[THE TASK]
Copy the following records out word for word, from the first through the last.

[GIVEN RECORDS]
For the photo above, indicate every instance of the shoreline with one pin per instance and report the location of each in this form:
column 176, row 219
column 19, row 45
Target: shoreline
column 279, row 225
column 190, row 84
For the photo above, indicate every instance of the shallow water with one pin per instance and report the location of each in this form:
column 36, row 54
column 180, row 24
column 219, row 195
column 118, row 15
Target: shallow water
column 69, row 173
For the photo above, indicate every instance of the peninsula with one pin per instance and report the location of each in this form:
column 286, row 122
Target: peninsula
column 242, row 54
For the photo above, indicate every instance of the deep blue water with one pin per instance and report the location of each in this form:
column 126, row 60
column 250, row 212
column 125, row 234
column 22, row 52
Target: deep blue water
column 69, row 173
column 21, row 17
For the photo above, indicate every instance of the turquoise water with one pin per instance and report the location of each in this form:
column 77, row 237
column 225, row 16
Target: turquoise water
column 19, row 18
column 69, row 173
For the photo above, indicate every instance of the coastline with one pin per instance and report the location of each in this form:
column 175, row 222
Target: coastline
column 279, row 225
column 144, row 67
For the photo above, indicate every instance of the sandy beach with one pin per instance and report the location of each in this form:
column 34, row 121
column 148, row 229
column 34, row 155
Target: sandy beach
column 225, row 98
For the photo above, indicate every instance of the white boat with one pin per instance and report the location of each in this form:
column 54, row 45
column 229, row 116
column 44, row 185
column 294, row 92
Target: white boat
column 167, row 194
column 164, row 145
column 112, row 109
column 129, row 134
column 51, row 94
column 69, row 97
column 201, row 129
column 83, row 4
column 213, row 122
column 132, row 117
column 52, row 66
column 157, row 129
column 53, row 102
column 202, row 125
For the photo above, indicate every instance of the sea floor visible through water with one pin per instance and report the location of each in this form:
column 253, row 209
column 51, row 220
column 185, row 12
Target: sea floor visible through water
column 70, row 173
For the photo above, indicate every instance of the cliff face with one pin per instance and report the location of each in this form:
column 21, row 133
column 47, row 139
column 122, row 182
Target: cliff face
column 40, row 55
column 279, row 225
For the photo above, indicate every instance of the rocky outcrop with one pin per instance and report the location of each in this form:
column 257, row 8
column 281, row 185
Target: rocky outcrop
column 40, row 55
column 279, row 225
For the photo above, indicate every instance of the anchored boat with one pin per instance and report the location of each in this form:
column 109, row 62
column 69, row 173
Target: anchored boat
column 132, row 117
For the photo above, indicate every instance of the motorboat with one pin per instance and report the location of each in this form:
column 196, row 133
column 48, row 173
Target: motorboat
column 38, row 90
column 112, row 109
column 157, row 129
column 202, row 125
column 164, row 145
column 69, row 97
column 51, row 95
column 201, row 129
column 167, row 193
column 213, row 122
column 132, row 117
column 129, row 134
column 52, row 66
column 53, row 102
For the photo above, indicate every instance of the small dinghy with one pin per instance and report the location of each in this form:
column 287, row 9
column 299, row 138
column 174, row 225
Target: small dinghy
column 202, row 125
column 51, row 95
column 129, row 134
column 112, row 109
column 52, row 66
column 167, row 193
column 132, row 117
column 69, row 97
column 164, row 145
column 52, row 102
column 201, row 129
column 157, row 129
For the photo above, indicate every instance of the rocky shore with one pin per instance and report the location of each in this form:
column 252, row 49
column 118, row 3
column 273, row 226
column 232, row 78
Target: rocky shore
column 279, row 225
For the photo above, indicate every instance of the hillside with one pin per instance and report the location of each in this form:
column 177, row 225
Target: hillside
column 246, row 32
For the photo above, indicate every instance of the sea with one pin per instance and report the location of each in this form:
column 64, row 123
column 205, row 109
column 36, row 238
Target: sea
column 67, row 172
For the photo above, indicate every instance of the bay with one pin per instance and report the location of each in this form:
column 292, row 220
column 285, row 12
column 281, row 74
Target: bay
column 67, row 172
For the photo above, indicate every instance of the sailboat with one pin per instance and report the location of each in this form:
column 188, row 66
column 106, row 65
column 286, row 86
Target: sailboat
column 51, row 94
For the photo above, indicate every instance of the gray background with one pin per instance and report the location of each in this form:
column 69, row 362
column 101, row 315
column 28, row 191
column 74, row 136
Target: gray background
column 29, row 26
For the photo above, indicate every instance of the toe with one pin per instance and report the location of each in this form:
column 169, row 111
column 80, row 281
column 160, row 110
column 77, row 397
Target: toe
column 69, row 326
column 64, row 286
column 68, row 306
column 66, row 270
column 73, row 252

[SOLUTION TO THIS TASK]
For the photo above, indicate every instance of the shoreline with one pin per instance and report the location of each in this form:
column 176, row 219
column 19, row 45
Target: shoreline
column 279, row 225
column 190, row 84
For the photo above, indicate every instance of the shallow water with one pin per instance and report the location of each in this form:
column 36, row 54
column 180, row 24
column 219, row 195
column 118, row 15
Target: shallow water
column 69, row 173
For the photo above, indicate every instance of the peninsula with one pin per instance and report the location of each in this form:
column 286, row 122
Target: peninsula
column 242, row 54
For the photo above, indicate every instance of the deep blue water with one pin per instance and report the location of each in this form:
column 126, row 60
column 250, row 212
column 125, row 234
column 22, row 52
Target: deep blue water
column 69, row 173
column 21, row 17
For the photo above, indicate every instance of the turquoise water with one pin per instance and report the location of each in this form:
column 77, row 237
column 225, row 16
Target: turquoise water
column 19, row 18
column 69, row 173
For the photo above, indicate every instance of the coastline with one pin per instance and report the location of each in this form:
column 175, row 222
Target: coastline
column 279, row 225
column 144, row 67
For the photo above, indicate every instance of the sandy beach with one pin per instance and report the location of each in this form:
column 34, row 121
column 148, row 229
column 34, row 155
Target: sandy beach
column 225, row 98
For the photo above, indicate every instance of the white boat with one pin per instance and report the location of each in this form:
column 54, row 45
column 229, row 116
column 44, row 185
column 294, row 92
Target: white boat
column 167, row 194
column 164, row 145
column 112, row 109
column 129, row 134
column 51, row 94
column 69, row 97
column 201, row 129
column 83, row 4
column 213, row 122
column 132, row 117
column 52, row 66
column 157, row 129
column 53, row 102
column 202, row 125
For the photo above, indicate every instance of the sea floor visible through water with one pin per instance and report the location of each in this form:
column 253, row 209
column 51, row 220
column 185, row 12
Target: sea floor visible through water
column 70, row 173
For the photo above, indicate every instance of the cliff face with one pin per instance and report the location of each in this form:
column 21, row 133
column 47, row 139
column 122, row 182
Target: cliff face
column 40, row 55
column 279, row 225
For the photo above, indicate every instance of the rocky outcrop with one pin per instance and report the location of each in this form:
column 257, row 8
column 281, row 185
Target: rocky outcrop
column 40, row 55
column 279, row 225
For the photo above, indicate every instance of the anchored boat with one pin per instance and report the location of each in this form:
column 109, row 62
column 69, row 173
Target: anchored boat
column 132, row 117
For the photo above, indicate every instance of the motorboat with one pin per instance and report the location of each in this form:
column 196, row 133
column 48, row 173
Target: motorboat
column 38, row 90
column 112, row 109
column 157, row 129
column 202, row 125
column 164, row 145
column 69, row 97
column 51, row 95
column 201, row 129
column 167, row 193
column 213, row 122
column 132, row 117
column 129, row 134
column 52, row 66
column 53, row 102
For the photo above, indicate every instance of the small dinghy with one pin per instance and report the location of each in this form:
column 287, row 9
column 299, row 138
column 174, row 225
Target: small dinghy
column 202, row 125
column 51, row 95
column 129, row 134
column 112, row 109
column 52, row 66
column 167, row 193
column 132, row 117
column 69, row 97
column 164, row 145
column 52, row 102
column 201, row 129
column 157, row 129
For the photo above, indicate every instance of the rocky shore with one pin per instance and report the location of each in this form:
column 252, row 49
column 118, row 3
column 273, row 226
column 232, row 78
Target: rocky shore
column 279, row 225
For the photo above, indicate every instance of the hillside with one pin per instance and report the location of each in this form:
column 177, row 225
Target: hillside
column 246, row 32
For the photo above, indicate every instance of the sea with one pin per instance and report the location of each in this form:
column 64, row 123
column 205, row 109
column 36, row 238
Target: sea
column 67, row 172
For the photo above, indicate every instance of the bay with one pin per instance and report the location of each in this form:
column 292, row 220
column 285, row 12
column 281, row 74
Target: bay
column 67, row 172
For the photo above, indicate every instance of the sailboat with one pin per instance and report the location of each in this form:
column 188, row 66
column 106, row 65
column 286, row 86
Target: sailboat
column 51, row 94
For the photo above, indicate every instance of the gray background with one pin per instance and report the location of each in this form:
column 69, row 362
column 101, row 315
column 28, row 191
column 74, row 136
Target: gray background
column 29, row 26
For the photo above, indicate every instance of the toe with one pin per instance and report the location of each in this form:
column 169, row 111
column 80, row 281
column 160, row 110
column 77, row 397
Target: toe
column 69, row 326
column 64, row 286
column 68, row 306
column 66, row 270
column 73, row 252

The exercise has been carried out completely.